*Excerpt to read*
# Fawn in distress



## alleyyooper (Jul 6, 2007)

With many areas in the northern parts of the USA experiencing the worst winter in many a year deer winter kill was at a all time high.
Some states have already issues statements that this year (2014) hunting will be bucks only.
Seeing fawns are now being born it is time to go after the coyotes with fawn in distress calls and slow down there fawn killing ways.
I could care less about the coyotes fur I care about the deer herd more than any thing.

 Al


----------



## Plainsman (Jul 30, 2003)

The only time I don't kill coyotes is from April 1 to June 1. I just don't want pups starving in the den. Any other time kill them when you see them. It's coyote killing time for sure now that the fawns are dropping. It's a perfect time for a fawn in distress. The little foam fawn decoy should be good now too.


----------



## alleyyooper (Jul 6, 2007)

Walking the pup last evening in the vacant field, We get to the back fence and make the turn to go along the creek. All of a sudden Coyotes let go with the howling across the creek and up the hill. They are in my woods in the north east corner.

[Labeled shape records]
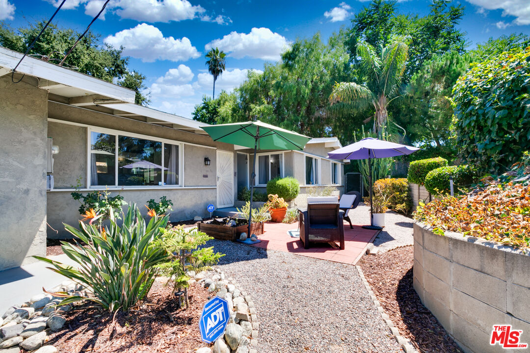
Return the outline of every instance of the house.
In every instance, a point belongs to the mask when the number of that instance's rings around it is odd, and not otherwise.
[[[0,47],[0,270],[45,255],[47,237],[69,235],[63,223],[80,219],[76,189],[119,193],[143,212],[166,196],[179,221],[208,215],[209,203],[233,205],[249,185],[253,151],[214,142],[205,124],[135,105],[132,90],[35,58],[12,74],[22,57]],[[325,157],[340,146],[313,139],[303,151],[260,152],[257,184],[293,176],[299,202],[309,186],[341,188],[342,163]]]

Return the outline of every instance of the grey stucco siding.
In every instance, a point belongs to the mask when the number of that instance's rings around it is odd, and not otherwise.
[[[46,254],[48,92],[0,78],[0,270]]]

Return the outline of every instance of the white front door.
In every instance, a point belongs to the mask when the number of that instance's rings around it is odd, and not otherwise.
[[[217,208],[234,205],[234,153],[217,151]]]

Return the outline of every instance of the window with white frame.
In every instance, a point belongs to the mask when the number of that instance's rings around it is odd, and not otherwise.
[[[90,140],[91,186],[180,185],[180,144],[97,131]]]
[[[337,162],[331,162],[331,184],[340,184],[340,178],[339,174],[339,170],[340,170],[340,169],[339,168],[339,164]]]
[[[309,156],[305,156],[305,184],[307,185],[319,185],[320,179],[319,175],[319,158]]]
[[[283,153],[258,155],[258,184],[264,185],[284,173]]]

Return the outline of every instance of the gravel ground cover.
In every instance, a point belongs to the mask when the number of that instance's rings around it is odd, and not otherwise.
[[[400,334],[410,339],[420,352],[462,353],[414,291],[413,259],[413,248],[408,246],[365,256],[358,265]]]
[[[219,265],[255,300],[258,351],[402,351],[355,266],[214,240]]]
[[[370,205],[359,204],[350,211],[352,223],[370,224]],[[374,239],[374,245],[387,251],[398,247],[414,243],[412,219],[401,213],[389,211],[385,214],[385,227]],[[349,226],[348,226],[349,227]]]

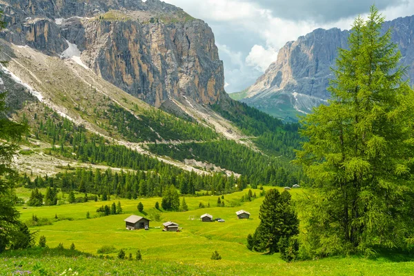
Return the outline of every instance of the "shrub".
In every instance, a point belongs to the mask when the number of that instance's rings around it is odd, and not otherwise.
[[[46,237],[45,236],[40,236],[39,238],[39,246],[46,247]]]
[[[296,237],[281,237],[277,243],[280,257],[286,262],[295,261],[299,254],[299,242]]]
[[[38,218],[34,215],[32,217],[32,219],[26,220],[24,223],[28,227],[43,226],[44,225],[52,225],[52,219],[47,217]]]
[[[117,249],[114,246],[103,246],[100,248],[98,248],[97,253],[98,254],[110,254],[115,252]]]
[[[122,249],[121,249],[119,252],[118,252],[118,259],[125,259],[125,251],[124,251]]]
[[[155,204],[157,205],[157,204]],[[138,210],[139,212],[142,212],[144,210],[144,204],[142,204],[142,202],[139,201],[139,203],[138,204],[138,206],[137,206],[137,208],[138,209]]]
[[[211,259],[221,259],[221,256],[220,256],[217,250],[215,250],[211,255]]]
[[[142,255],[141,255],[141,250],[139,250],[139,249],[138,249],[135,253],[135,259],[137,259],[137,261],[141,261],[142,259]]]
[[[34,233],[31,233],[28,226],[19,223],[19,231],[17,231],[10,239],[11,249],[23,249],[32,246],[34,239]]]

*Task 1*
Rewrite the stretch of the coyote-hunting thread from "The only time" through "good now too.", changing "coyotes" to "foxes".
*Task 2*
Format the labeled shape records, from their start through the line containing "[[[217,208],[234,205],[234,153],[217,151]]]", as a two-column CSV with the columns request and answer. Give one row per request, put each field in quotes with its line breaks replaced by spaces, and leave out the pictures.

*Finished answer 1*
The only time I don't kill foxes is from April 1 to June 1. I just don't want pups starving in the den. Any other time kill them when you see them. It's coyote killing time for sure now that the fawns are dropping. It's a perfect time for a fawn in distress. The little foam fawn decoy should be good now too.

*Finished answer 2*
request,answer
"Return the outline of every instance of the house. In every instance, a point belongs to the mask when the number of that instance's rings around it is odd, and not otherwise.","[[[0,47],[0,270],[45,255],[47,237],[69,235],[63,223],[80,219],[76,189],[119,193],[143,212],[166,196],[179,221],[208,215],[209,203],[233,205],[249,185],[253,151],[214,142],[205,124],[135,105],[132,90],[35,58],[12,74],[22,57]],[[325,157],[340,146],[313,139],[303,151],[260,152],[257,184],[293,176],[299,202],[309,186],[341,188],[342,163]]]"
"Return the outline of every instance of the grey stucco siding. In every instance, a point belongs to the mask when the number of that instance's rings around it is odd, and not otherwise.","[[[46,254],[48,92],[0,78],[0,270]]]"
"Return the outline of every instance of the white front door. In every instance, a point belongs to the mask when the number of that instance's rings around it is odd, and not otherwise.","[[[217,208],[234,205],[234,153],[217,151]]]"